INTERVIEW

«Er ist ein Ausgestorbener zu Lebenszeiten.»

Johannes lebt mit seiner tiefgläubigen Mutter auf über 2000 Metern, in und mit der Natur, näher bei Gott, fern der verabscheuten Menschen im Tal. Er ist ein junger Mann, im Geiste ein Kind, der Sprache kaum mächtig, bedingungslos der Mutter verbunden, die ihm in schützender Absicht eine simple Welt aus Gott und den Mächten des Bösen entwirft. Peter Brunner ist ein Filmemacher, der mit seinen Bildern die Klüfte im Inneren seiner Figuren erspürt. In Luzifer führt er in eine Kollision von Fanatismus und Freiheit, die vom blinden Glauben und seinen Missverständnissen erzählt. Luzifer mit Franz Rogowski und Susanne Jensen in den Hauptrollen ist eine Produktion der Ulrich Seidl Filmproduktion.



Am Beginn des Films und auch der Synopsis steht der Verweis zu einer wahren Begebenheit, die am Ursprung der Geschichte von Luzifer steht. Welche Elemente dieser wahren Geschichte haben Ihnen den Anstoß für das Drehbuch geliefert?

PETER BRUNNER:
Ich bin auf die Geschichte während der Recherche meines ersten Langfilms Mein blindes Herz gestoßen. Ein kognitiv beeinträchtigter Mann versuchte seine streng gläubige und kranke Mutter vor dem Teufel zu retten. Er übernimmt dabei die Rolle der Mutter und wendet die Rituale des Glaubens an, die er von ihr gelernt hat. Ihre Rettung wird zur fixen Idee, wie die Parfums für Jean-Baptiste Grenouille im Roman von Patrick Süskind. Diese wahre Geschichte löste Bilder und Fragen in mir aus, über Jahre. Wieso opfert jemand ein Leben im Zeichen seines Glaubens? Wie können Kinder zu Mördern werden? Was lernen wir unseren Kindern? Mich interessieren die Mechanismen im Mikrokosmos, die zum Fanatismus und zur Ideologie führen können, zu Terroranschlägen oder Edmunds Schicksal im Film Deutschland im Jahre Null. Die Rollenumkehr zwischen Mutter und Sohn, eine Liebe, die rot und weit über die Grenze malt und auch der Weg aus dem Fanatismus. Diese Aspekte wurden der Ausgangspunkt, diesen spirituellen Film zu machen.  


Konnten Sie sich für die beiden Hauptfiguren Maria und Johannes stark an der realen Quelle inspirieren oder haben Sie sich in Ihren Recherchen intensiv mit religiösem Fanatismus, den Ideen des Bösen, des Teufels auseinandergesetzt, um in diese Welt einzutauchen und diesem Konzept, das in einer anderen Zeit verankert scheint,  eine aktuelle Komponente zu verleihen?

[GEGEBENE DATEN]
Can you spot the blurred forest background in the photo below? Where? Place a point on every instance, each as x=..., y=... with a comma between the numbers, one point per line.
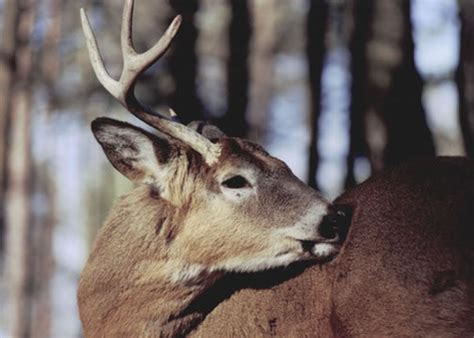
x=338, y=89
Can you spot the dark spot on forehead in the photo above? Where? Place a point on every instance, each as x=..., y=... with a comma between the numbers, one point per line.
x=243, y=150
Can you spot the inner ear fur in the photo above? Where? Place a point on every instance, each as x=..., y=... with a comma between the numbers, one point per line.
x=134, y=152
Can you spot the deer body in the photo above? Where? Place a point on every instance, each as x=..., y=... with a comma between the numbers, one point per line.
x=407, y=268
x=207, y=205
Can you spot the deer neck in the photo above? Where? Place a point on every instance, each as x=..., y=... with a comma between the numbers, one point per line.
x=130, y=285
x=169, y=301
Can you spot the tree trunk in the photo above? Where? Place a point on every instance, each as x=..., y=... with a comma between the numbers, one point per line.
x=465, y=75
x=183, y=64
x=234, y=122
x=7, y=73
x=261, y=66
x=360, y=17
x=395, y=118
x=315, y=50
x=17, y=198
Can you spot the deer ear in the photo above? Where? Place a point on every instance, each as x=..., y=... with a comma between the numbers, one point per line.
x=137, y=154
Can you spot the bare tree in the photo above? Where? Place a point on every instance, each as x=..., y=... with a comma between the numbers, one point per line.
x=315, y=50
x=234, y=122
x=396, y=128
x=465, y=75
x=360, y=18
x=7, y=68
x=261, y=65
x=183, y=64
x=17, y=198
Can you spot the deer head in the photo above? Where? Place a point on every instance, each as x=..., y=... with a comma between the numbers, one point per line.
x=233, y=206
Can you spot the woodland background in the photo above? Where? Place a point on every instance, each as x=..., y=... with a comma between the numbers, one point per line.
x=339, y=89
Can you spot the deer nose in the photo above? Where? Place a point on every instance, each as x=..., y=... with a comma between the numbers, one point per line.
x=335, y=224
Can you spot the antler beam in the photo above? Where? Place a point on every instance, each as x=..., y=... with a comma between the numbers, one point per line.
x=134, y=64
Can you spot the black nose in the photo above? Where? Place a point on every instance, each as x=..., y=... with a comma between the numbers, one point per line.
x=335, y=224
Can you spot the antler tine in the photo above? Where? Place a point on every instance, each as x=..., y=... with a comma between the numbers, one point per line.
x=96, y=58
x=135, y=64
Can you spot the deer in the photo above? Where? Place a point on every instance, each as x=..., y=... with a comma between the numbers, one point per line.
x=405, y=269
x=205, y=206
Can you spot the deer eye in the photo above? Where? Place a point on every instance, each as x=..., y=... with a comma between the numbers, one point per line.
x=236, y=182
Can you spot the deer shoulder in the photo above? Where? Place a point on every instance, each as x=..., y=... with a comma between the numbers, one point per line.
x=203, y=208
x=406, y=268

[AUFGABEN]
A. Bei welcher Arbeit ist Peter Brunner laut dem Interview zu Luzifer auf die wahre Geschichte gestoßen?
B. Schreib aus dem Interview zu Luzifer ein Stück Wort für Wort ab. Fang bei den Wörtern „Am Beginn des“ an und hör nach „das Drehbuch geliefert?“ auf.

[ANTWORTEN IN REIHENFOLGE]
A. Bei der Recherche zu seinem ersten Langfilm Mein blindes Herz.

B.
Am Beginn des Films und auch der Synopsis steht der Verweis zu einer wahren Begebenheit, die am Ursprung der Geschichte von Luzifer steht. Welche Elemente dieser wahren Geschichte haben Ihnen den Anstoß für das Drehbuch geliefert?